**Estratto del documento**
Tutto è amplificato dall’altra dimensione dell’attuale emergenza che ora è più economica che sanitaria e fa sì che molti abbiano difficoltà a comprendere e credere che si potrebbe tornare all’emergenza sanitaria: «Non c’è più chiarezza sul comportamento migliore da adottare e ciò crea incertezza: la distanza sociale diventa quale distanza? Due metri? Un metro? Arrivano dubbi importanti. Che facciamo quando qualcuno ci si avvicina al supermercato?». Michele Mattia invita a entrare «nella modalità di cominciare a convivere e condividere la nostra vita in presenza del rischio di base del Covid-19», ricordando che «viviamo continuamente con l’elemento del rischio, ma finché la nostra mente lo interpreta come minimo, allora non esiste. Questo è diventato un rischio importante, perciò la mente lo percepisce come immanente e in ogni luogo».

L’emergenza sanitaria ha dunque provocato quella che egli definisce: «un’angoscia di massa della morte che è entrata nella porosità della psiche di molti di noi, difficile da sradicare perché in questa seconda fase non ci sono più le protezioni assolute del lockdown». Per andare avanti, ci aspetta perciò «l’esposizione in vivo»: un lavoro progressivo nella riduzione dell’ansia. «Dobbiamo riprendere contatto con la nuova realtà, e trasformare il Covid-19 da mostro che mangia tutti a qualcosa con cui dovremo imparare a convivere aiutati dalle indicazioni delle autorità».

Dunque: non tutti poliziotti alla ricerca di chi potrebbe contagiarci: «Comporterebbe un aumento dell’aggressività collettiva, mentre dovremo tracciare il nuovo inizio nella continuità di quanto vissuto. Ecco il rischio che una certa quantità di persone abbia vissuto questo periodo come una sospensività e non come una continuità: non si è trattato di una parentesi sospesa di qualcosa; chi l’ha vissuta come esperienza continuativa saprà rientrare adeguatamente nella riapertura che, d’altronde, significa proprio sapersi confrontare con la grande incertezza di cosa farà l’altro».

(Voci archiviate da una raccolta)

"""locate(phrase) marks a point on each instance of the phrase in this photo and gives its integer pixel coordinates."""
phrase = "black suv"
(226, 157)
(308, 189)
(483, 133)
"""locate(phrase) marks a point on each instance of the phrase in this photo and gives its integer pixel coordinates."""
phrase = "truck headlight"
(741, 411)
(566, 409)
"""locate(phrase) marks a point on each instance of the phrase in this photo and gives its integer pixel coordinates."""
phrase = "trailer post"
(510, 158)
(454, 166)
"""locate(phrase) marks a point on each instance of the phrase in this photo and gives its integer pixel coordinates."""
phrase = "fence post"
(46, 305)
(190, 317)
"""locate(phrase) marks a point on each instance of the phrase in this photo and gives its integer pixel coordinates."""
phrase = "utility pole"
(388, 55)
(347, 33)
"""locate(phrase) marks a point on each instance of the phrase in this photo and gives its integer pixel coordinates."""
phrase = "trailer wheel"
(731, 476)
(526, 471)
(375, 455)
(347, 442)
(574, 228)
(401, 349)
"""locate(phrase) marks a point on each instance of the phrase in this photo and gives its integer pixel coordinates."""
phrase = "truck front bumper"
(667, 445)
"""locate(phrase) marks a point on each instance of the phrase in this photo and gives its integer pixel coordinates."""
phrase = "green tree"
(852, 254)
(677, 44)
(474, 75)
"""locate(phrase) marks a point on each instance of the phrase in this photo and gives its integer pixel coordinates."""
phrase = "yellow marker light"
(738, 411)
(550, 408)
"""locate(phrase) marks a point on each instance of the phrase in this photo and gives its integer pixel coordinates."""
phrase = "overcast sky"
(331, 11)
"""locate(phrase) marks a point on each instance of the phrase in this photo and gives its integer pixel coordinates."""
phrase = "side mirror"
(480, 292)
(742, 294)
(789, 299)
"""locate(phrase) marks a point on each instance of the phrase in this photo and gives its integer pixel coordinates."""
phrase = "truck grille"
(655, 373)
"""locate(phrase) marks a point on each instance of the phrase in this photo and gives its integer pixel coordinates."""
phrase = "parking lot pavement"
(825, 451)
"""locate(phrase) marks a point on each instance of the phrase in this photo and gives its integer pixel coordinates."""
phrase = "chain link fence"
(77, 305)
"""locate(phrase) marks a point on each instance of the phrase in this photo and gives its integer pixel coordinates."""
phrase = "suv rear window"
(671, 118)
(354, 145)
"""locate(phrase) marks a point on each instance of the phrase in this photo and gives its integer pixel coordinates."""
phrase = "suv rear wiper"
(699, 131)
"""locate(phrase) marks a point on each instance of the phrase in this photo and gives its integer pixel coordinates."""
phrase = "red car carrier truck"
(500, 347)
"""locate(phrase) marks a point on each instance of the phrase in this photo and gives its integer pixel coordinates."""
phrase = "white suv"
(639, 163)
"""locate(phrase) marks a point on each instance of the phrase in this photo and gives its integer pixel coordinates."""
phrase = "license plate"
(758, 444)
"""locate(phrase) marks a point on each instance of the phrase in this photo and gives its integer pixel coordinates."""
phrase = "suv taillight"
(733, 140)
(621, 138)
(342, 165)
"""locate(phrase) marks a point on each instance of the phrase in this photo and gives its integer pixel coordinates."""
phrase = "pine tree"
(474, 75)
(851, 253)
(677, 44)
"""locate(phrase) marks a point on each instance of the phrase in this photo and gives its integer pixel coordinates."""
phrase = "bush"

**Serie di compiti**
A. Puoi riassumere in due frasi il brano sulla convivenza con il rischio del Covid-19?
B. Puoi proseguire il brano sulla convivenza con il rischio del Covid-19 a partire dalla sua ultima frase?

**Serie di risposte**
A. Secondo Michele Mattia, l'emergenza, ora più economica che sanitaria, crea incertezza sui comportamenti da adottare e ha prodotto un'angoscia di massa della morte, difficile da sradicare senza le protezioni del lockdown. Per questo egli invita a convivere con il rischio del Covid-19 tramite una progressiva riduzione dell'ansia e a vivere la riapertura in continuità con quanto vissuto, senza diventare tutti poliziotti alla ricerca di chi potrebbe contagiarci.

B.
L’imprudenza di chi ha vissuto quest’esperienza come una sospensione della normalità è l’altra realtà di fatto con cui siamo ora confrontati: «La riapertura potrebbe portare queste persone a tornare con maggiore enfasi nella vita, perché la sospensione non ha fatto loro apprendere nulla: negando cosa è successo, riprendo come prima perché la vita me la riprendo tutta. Questa è una sorta di arroganza verso la vita che non permette di considerare l’esperienza che stiamo vivendo ancora ora. Psicologicamente è come se attraverso questo comportamento si riuscisse a entrare nell’atto di sconfiggere la dimensione della morte. Dovremmo invece riuscire a capire che siamo in una fase di cambiamento significativo nel quale i nostri precedenti punti di riferimento così apparentemente sicuri si stanno modificando».

Il Covid-19 ha mutato gli equilibri di un «eccesso di controllo su tutto» a cui eravamo abituati: «Come se in fondo potessimo decidere tutto ciò che volevamo nella nostra vita, e invece no: è bastato un micro-organismo che si riproduce in fretta e può portare alla morte per modificare tutte le nostre certezze». Se riconosciamo il cambiamento, e l’incertezza che esso sempre comporta, riusciremo a convivere con questo nostro nuovo presente. Altrimenti dobbiamo essere attenti a riconoscere i sintomi che ci causano malessere psico-fisico e chiedere aiuto al medico di famiglia o eventualmente allo specialista: «Le persone meno adattabili ai cambiamenti dovranno lavorare su una dimensione importante che è la capacità di adattamento alle diverse dimensioni della vita».

Avremo quindi l’opportunità di imparare qualcosa per davvero: «Potremo integrare quest’esperienza di vita come esperienza evolutiva e maturativa nel nostro percorso esistenziale, ponendo in evidenza quegli elementi sottovalutati come gli affetti, la dimensione famigliare, le relazioni, il darsi più tempo per fare cose semplici». Potrebbe essere un ritorno al contatto con la parte più profonda del valore dell’esistenza: «Difficile e faticoso, perché il mondo precedente non ci permetteva di pensare. Ma non impossibile». Perché impossibile è solo un po’ più difficile di possibile.